── RECORDS SUPPLIED

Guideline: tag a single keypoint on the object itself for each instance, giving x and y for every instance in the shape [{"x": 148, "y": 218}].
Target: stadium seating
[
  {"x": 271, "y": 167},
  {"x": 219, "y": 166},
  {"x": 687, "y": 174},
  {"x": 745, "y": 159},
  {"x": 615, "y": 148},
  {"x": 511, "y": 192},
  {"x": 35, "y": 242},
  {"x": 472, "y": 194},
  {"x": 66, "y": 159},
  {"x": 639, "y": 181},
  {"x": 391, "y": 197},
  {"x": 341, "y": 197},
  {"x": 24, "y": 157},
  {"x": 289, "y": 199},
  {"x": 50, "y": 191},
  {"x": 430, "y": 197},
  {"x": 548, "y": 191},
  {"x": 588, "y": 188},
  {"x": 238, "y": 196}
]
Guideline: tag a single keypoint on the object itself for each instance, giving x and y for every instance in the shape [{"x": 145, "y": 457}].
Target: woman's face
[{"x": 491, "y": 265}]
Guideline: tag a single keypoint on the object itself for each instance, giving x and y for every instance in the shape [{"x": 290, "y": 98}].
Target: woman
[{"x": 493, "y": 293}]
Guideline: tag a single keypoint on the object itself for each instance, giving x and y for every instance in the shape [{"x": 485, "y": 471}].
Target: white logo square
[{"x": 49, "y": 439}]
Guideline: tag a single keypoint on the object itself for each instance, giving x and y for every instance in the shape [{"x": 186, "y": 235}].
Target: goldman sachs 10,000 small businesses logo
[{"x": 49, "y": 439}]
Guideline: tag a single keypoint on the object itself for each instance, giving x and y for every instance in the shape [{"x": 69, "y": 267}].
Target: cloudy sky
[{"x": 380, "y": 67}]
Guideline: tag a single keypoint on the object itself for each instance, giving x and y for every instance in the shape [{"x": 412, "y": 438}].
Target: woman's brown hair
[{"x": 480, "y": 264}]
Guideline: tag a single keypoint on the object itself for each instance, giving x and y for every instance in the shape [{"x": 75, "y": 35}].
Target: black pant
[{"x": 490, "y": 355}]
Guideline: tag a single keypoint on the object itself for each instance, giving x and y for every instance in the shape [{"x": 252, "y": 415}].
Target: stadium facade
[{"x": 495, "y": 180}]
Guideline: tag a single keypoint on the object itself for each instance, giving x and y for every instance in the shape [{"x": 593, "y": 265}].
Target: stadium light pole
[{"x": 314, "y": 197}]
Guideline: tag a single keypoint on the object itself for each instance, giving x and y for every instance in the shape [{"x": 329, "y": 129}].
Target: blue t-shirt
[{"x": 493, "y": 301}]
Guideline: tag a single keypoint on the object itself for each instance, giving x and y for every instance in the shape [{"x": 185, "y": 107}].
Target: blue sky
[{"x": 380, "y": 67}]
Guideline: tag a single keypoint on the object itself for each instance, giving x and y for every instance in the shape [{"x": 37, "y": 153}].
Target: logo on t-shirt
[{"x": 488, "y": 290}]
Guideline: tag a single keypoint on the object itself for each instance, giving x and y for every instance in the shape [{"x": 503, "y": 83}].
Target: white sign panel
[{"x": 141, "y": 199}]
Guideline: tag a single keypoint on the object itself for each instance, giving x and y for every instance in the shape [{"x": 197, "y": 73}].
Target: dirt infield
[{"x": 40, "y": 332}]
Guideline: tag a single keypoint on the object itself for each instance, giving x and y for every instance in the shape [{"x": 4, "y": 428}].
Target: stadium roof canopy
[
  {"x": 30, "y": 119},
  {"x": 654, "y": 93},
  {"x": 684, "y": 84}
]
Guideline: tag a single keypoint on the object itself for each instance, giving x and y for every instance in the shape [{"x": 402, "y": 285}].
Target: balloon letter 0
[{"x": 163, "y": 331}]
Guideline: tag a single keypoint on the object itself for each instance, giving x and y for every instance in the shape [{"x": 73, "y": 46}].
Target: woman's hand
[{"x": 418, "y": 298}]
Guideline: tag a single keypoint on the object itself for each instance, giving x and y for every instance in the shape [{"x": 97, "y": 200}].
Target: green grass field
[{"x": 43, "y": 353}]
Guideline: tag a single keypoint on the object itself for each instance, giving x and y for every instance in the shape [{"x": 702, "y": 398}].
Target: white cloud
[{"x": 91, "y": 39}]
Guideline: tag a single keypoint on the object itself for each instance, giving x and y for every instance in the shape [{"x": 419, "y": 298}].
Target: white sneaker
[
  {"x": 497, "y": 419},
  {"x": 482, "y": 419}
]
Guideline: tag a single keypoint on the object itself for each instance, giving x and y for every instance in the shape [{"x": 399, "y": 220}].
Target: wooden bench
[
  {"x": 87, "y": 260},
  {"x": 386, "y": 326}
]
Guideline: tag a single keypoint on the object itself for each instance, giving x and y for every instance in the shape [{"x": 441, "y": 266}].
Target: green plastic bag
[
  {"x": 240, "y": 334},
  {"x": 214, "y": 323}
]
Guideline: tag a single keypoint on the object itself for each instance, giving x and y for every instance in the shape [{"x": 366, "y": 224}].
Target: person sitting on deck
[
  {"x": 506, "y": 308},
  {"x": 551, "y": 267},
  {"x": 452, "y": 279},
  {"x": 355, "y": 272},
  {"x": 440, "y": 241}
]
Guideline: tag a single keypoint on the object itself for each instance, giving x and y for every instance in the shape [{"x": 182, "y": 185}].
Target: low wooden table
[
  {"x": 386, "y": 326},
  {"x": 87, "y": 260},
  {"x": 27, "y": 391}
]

────

▶ STATED PROBLEM
Return the entries in full, keeping every line exactly as it is.

▶ REPLY
Guideline: tag a single keypoint on the object itself for each instance, giving x and y for every instance in the shape [{"x": 148, "y": 218}].
Target: stadium seating
[
  {"x": 271, "y": 167},
  {"x": 219, "y": 166},
  {"x": 687, "y": 174},
  {"x": 745, "y": 159},
  {"x": 615, "y": 148},
  {"x": 511, "y": 192},
  {"x": 35, "y": 242},
  {"x": 472, "y": 194},
  {"x": 66, "y": 159},
  {"x": 639, "y": 181},
  {"x": 391, "y": 197},
  {"x": 341, "y": 197},
  {"x": 24, "y": 157},
  {"x": 289, "y": 199},
  {"x": 50, "y": 191},
  {"x": 430, "y": 197},
  {"x": 548, "y": 191},
  {"x": 588, "y": 188},
  {"x": 238, "y": 196}
]
Guideline: tag a single keypoint on the object itself for each instance, giving x and y for every instance in the shape [{"x": 145, "y": 457}].
Target: woman's face
[{"x": 491, "y": 265}]
Guideline: tag a single keypoint on the object itself for each instance, giving x and y for every instance in the shape [{"x": 290, "y": 98}].
Target: woman
[{"x": 493, "y": 293}]
Guideline: tag a single keypoint on the object itself for each instance, giving x and y for every instance in the shape [{"x": 485, "y": 471}].
Target: white logo square
[{"x": 49, "y": 439}]
Guideline: tag a single keypoint on the object itself for each instance, giving x and y for every instance in the shape [{"x": 186, "y": 235}].
Target: goldman sachs 10,000 small businesses logo
[{"x": 49, "y": 439}]
Guideline: tag a single keypoint on the object itself for each instance, giving x and y for every instance in the shape [{"x": 69, "y": 267}].
Target: cloudy sky
[{"x": 380, "y": 67}]
Guideline: tag a single keypoint on the object itself for each instance, giving x and y for every instance in the shape [{"x": 412, "y": 438}].
Target: woman's brown hair
[{"x": 480, "y": 264}]
Guideline: tag a single keypoint on the object itself for each instance, giving x and y for every instance in the shape [{"x": 75, "y": 35}].
Target: black pant
[{"x": 490, "y": 355}]
Guideline: tag a single keypoint on the object itself for each instance, giving x and y for every instance in the shape [{"x": 252, "y": 415}].
Target: stadium facade
[{"x": 495, "y": 180}]
Guideline: tag a single keypoint on the object itself for each instance, giving x and y for every instance in the shape [{"x": 593, "y": 265}].
Target: stadium light pole
[{"x": 314, "y": 197}]
Guideline: tag a single keypoint on the object itself for each instance, giving x and y for every instance in the shape [{"x": 329, "y": 129}].
Target: blue t-shirt
[{"x": 493, "y": 301}]
Guideline: tag a single keypoint on the object itself for each instance, giving x and y for every instance in the shape [{"x": 185, "y": 107}].
Target: blue sky
[{"x": 380, "y": 67}]
Guideline: tag a single keypoint on the object itself for each instance, giving x and y for every instance in the shape [{"x": 37, "y": 153}].
Target: logo on t-shirt
[{"x": 488, "y": 290}]
Guideline: tag a single keypoint on the object itself for each instance, giving x and y for every instance in the shape [{"x": 503, "y": 83}].
Target: white sign panel
[{"x": 141, "y": 199}]
Guideline: tag a single keypoint on the object itself for each instance, giving x and y for every instance in the shape [{"x": 197, "y": 73}].
Target: dirt infield
[{"x": 40, "y": 332}]
Guideline: tag a single keypoint on the object itself for each instance, giving x and y for every instance in the shape [{"x": 4, "y": 428}].
Target: stadium roof canopy
[
  {"x": 30, "y": 119},
  {"x": 654, "y": 93},
  {"x": 684, "y": 84}
]
Guideline: tag a single keypoint on the object itself for each instance, giving x and y for every instance in the shape [{"x": 402, "y": 285}].
Target: balloon letter 0
[{"x": 163, "y": 331}]
Guideline: tag a single keypoint on the object itself for each instance, giving x and y for every instance in the shape [{"x": 73, "y": 46}].
Target: woman's hand
[{"x": 418, "y": 298}]
Guideline: tag a single keypoint on the object itself for each instance, giving x and y for every instance in the shape [{"x": 97, "y": 200}].
Target: green grass field
[{"x": 43, "y": 353}]
Guideline: tag a single keypoint on the object itself for each instance, giving x and y for every instance in the shape [{"x": 702, "y": 398}].
Target: white cloud
[{"x": 91, "y": 39}]
Guideline: tag a single keypoint on the object itself for each instance, giving x and y for every instance in the shape [{"x": 419, "y": 298}].
Target: white sneaker
[
  {"x": 497, "y": 419},
  {"x": 482, "y": 419}
]
Guideline: tag a single keypoint on the object itself for each instance, giving x and y for every instance in the shape [{"x": 399, "y": 220}].
Target: wooden bench
[
  {"x": 87, "y": 260},
  {"x": 386, "y": 326}
]
Guideline: tag a single keypoint on the object itself for each instance, giving x and y for every instance in the shape [{"x": 441, "y": 266}].
Target: green plastic bag
[
  {"x": 240, "y": 334},
  {"x": 214, "y": 323}
]
Guideline: tag a single keypoint on the object itself for each instance, giving x and y for every instance in the shape [{"x": 366, "y": 224}].
Target: person sitting on deck
[
  {"x": 506, "y": 308},
  {"x": 551, "y": 267},
  {"x": 452, "y": 279},
  {"x": 355, "y": 272},
  {"x": 440, "y": 241}
]
Guideline: tag a single keypoint on the object itself for each instance, giving x and y for every instance in the shape [{"x": 182, "y": 185}].
Target: low wooden table
[
  {"x": 386, "y": 326},
  {"x": 87, "y": 260},
  {"x": 27, "y": 391}
]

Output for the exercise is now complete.